Given records:
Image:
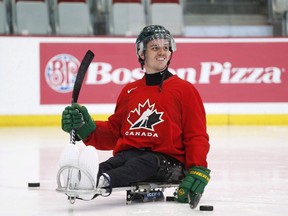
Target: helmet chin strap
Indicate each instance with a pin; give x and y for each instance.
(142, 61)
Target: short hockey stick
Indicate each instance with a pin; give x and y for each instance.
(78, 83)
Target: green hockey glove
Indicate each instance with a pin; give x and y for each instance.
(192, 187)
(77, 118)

---

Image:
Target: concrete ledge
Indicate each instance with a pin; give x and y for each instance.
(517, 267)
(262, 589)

Exercise details: Display every line from the listing above that contains the string "Target".

Exercise solution:
Target: helmet chin strap
Target: short hockey stick
Target: green hockey glove
Target: concrete ledge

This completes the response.